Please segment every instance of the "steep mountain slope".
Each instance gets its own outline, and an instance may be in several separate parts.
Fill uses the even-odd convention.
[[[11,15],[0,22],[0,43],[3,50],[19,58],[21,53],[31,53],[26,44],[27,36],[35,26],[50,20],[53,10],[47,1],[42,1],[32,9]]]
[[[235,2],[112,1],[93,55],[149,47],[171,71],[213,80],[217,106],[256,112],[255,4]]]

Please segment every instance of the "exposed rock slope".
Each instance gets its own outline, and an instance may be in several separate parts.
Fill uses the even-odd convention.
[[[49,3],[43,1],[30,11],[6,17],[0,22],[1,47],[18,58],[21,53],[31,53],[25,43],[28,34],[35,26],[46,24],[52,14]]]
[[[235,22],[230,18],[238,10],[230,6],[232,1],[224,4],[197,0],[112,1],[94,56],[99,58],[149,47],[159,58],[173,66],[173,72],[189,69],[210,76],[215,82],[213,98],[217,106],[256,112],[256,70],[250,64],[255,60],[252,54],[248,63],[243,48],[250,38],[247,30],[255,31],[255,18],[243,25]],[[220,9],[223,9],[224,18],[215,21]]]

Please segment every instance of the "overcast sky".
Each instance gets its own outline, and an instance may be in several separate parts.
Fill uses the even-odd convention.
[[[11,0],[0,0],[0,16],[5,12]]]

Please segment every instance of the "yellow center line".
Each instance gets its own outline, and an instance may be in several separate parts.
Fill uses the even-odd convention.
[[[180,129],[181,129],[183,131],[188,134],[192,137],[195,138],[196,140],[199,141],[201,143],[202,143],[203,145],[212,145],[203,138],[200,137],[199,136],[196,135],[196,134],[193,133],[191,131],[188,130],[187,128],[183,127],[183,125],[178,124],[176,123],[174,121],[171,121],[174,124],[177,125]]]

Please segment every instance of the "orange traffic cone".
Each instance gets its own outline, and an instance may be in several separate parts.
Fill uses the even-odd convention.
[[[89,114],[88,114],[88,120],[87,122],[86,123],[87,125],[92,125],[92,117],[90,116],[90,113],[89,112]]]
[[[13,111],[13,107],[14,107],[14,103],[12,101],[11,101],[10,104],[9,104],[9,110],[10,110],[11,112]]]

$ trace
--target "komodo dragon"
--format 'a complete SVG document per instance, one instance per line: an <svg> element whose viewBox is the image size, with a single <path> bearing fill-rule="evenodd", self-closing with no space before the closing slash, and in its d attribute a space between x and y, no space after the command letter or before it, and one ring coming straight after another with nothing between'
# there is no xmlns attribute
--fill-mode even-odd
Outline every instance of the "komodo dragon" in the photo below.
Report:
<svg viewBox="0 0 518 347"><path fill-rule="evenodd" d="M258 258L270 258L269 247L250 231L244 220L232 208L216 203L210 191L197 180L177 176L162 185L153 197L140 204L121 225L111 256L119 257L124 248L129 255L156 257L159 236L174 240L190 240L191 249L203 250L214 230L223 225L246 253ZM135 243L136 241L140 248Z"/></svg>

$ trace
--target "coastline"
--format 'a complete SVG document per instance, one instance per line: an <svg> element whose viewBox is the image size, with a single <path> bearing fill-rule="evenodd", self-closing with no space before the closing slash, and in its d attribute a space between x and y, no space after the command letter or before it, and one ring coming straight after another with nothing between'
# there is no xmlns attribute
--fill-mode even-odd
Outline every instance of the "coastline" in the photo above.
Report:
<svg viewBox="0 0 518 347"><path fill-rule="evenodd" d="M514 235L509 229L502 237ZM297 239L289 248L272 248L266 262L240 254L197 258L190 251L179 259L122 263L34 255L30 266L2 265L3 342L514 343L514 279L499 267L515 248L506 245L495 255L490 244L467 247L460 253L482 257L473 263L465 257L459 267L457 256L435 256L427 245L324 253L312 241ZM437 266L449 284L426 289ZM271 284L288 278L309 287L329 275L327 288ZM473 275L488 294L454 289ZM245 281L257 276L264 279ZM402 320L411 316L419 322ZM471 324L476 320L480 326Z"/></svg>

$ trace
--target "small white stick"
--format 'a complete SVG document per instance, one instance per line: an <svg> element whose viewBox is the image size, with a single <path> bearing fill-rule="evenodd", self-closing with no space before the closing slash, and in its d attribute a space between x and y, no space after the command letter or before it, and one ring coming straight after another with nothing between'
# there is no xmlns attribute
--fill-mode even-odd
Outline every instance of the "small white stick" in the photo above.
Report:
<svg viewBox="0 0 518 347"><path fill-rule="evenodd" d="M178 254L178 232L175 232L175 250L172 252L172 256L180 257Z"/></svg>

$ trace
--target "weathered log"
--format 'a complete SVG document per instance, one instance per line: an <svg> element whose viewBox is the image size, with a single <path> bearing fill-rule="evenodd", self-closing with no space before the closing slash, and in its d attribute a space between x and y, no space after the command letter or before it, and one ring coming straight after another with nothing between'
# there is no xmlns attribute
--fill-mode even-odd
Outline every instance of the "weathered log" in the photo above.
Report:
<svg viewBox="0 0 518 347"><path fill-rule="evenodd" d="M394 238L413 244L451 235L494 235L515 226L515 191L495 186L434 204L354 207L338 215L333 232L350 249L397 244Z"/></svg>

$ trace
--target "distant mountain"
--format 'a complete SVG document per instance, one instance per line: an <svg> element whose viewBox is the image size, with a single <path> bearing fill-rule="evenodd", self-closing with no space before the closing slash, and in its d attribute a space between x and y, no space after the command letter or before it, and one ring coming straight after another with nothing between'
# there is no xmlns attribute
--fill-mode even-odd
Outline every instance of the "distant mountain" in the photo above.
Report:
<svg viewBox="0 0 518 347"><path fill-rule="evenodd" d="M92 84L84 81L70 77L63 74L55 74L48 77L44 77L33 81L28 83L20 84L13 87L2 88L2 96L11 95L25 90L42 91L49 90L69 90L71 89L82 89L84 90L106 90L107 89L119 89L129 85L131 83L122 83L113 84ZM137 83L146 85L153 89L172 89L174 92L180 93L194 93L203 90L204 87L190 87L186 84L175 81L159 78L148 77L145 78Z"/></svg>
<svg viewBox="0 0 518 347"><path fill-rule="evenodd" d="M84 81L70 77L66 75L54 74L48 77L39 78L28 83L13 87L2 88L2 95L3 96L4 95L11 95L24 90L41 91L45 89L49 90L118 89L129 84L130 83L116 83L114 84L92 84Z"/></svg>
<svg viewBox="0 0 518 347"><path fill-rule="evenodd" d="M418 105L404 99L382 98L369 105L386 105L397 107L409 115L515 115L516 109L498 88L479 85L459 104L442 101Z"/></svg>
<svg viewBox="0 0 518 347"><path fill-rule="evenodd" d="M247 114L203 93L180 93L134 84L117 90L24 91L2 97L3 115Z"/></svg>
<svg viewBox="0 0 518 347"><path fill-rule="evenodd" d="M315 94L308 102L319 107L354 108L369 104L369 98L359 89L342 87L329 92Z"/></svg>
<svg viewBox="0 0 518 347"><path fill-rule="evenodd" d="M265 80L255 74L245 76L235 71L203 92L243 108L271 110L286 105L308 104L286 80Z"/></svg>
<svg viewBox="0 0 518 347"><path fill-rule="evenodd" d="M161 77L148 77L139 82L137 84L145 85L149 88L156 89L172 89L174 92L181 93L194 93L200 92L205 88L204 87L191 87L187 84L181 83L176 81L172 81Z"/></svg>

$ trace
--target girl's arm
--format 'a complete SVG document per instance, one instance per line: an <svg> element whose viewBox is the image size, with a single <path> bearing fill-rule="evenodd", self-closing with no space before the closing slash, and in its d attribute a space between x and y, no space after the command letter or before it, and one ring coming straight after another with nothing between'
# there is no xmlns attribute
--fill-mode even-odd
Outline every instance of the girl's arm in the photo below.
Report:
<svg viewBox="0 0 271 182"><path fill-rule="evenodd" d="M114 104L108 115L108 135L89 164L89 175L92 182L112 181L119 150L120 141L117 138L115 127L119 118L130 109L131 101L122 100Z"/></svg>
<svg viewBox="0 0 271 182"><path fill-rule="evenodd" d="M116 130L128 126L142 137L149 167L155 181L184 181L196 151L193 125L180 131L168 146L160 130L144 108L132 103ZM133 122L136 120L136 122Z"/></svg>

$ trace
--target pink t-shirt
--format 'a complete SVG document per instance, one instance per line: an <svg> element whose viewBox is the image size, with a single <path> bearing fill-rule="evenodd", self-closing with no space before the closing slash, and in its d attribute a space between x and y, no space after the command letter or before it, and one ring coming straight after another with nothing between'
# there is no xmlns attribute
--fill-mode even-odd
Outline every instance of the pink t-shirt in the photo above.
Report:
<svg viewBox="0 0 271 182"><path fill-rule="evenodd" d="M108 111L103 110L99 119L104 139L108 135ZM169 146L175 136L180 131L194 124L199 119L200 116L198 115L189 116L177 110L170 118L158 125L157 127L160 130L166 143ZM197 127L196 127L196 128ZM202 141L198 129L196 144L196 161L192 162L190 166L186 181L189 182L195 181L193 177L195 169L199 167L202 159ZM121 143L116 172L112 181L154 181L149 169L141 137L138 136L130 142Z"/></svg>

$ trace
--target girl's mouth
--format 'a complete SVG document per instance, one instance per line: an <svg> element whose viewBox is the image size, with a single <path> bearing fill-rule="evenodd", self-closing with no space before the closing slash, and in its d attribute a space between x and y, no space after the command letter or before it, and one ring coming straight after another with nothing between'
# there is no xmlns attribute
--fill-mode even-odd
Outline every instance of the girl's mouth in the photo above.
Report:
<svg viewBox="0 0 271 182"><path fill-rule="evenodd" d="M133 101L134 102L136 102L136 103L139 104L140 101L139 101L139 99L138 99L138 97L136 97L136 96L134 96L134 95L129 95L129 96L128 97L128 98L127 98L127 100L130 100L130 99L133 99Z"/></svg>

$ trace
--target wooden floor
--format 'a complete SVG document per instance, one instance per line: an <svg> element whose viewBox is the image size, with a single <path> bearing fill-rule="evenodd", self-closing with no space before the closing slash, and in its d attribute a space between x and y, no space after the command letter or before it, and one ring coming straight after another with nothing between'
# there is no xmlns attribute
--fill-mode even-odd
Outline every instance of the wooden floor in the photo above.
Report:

====

▶ The request:
List every line in the records above that contains the string "distant", copying each such line in full.

▶ Completed task:
--target "distant mountain"
Outline every instance of the "distant mountain" in the photo above.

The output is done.